* _What you need to do_:
Lay out all of the material below as a two-column CSV with the header columns "request" and "answer." Give one row per request, and put each request's text and its answer in a single quoted field, replacing any line breaks with spaces.

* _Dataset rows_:
══════════

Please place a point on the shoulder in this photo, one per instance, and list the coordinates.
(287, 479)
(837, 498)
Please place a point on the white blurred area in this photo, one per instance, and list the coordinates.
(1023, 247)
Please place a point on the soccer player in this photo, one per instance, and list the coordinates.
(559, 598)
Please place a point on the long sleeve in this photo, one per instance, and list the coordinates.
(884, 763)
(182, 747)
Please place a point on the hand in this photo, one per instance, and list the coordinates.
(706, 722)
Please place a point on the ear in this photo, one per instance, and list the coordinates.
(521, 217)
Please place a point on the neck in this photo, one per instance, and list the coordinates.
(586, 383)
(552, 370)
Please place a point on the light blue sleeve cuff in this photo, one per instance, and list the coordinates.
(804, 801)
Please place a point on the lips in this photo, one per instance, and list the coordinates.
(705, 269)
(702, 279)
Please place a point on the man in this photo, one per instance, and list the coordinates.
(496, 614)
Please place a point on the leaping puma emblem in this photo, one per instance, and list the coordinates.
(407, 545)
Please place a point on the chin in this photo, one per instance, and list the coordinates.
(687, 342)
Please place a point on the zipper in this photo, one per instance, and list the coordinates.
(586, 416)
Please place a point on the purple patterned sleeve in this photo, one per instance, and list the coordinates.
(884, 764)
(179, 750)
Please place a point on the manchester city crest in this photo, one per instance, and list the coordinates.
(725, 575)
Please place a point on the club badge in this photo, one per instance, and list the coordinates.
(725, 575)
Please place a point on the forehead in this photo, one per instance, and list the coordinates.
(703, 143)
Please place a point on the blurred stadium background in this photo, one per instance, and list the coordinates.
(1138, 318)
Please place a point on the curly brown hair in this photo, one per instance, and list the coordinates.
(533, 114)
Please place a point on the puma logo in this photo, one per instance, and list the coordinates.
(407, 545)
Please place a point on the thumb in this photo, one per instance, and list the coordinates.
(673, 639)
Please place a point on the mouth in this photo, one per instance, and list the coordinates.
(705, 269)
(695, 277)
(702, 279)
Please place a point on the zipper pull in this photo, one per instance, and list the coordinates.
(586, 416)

══════════

* _Finished exercise_:
request,answer
"Please place a point on the shoulder in this photo, one per instance, and list the coordinates.","(287, 479) (837, 498)"
"Please place a point on the white blurred area in this photo, one per instance, and list the coordinates.","(1023, 247)"
"Please place a point on the soccer player in this photo, one per instance, and list the coordinates.","(559, 598)"
"Please place a point on the long sleeve in this photo, one per instance, and list the coordinates.","(884, 763) (182, 747)"
"Please place a point on the hand in this photo, one per instance, and list the coordinates.","(706, 722)"
"Please place a point on the ear in this photo, one per instance, and list the coordinates.","(521, 217)"
"Please place a point on the neck in this photo, one per instance, and list the coordinates.","(586, 383) (552, 370)"
"Please place a point on the light blue sleeve cuff in this photo, one per instance, and list the coordinates.","(804, 801)"
"Please place a point on the lips in this photo, one per instance, and list the coordinates.","(705, 269) (702, 279)"
"Please place a point on the man in this photo, one per instance, and list the coordinates.","(496, 614)"
"Please place a point on the leaping puma emblem in this photo, one per instance, and list the coordinates.","(407, 545)"
"Please place a point on the chin in this photo, one per instance, and list the coordinates.","(687, 342)"
"Please place a point on the zipper in this photo, one per instance, and list the coordinates.","(586, 416)"
"Please place a point on the purple patterned sleeve in this photo, one per instance, and list the coordinates.","(884, 764) (179, 750)"
"Please place a point on the manchester city crest in this photo, one per instance, and list the coordinates.","(725, 575)"
"Please place a point on the club badge in this photo, one per instance, and list the coordinates.","(725, 575)"
"Please place a point on the forehead in this photo, one per instance, and list the coordinates.","(703, 143)"
"Please place a point on the blurred stadium background in this photo, one per instance, and list the coordinates.","(1138, 318)"
"Please place a point on the curly brown hair in this photo, one per instance, and list the coordinates.","(533, 114)"
"Please place a point on the puma logo in this photo, one per instance, and list the coordinates.","(407, 545)"
"Please place a point on the thumb in this photo, one per instance, and list the coordinates.","(673, 639)"
"Please place a point on the mouth in this photo, one per instance, and list the coordinates.","(705, 269) (695, 277) (702, 279)"
"Please place a point on the zipper pull in this photo, one per instance, and list the coordinates.","(586, 416)"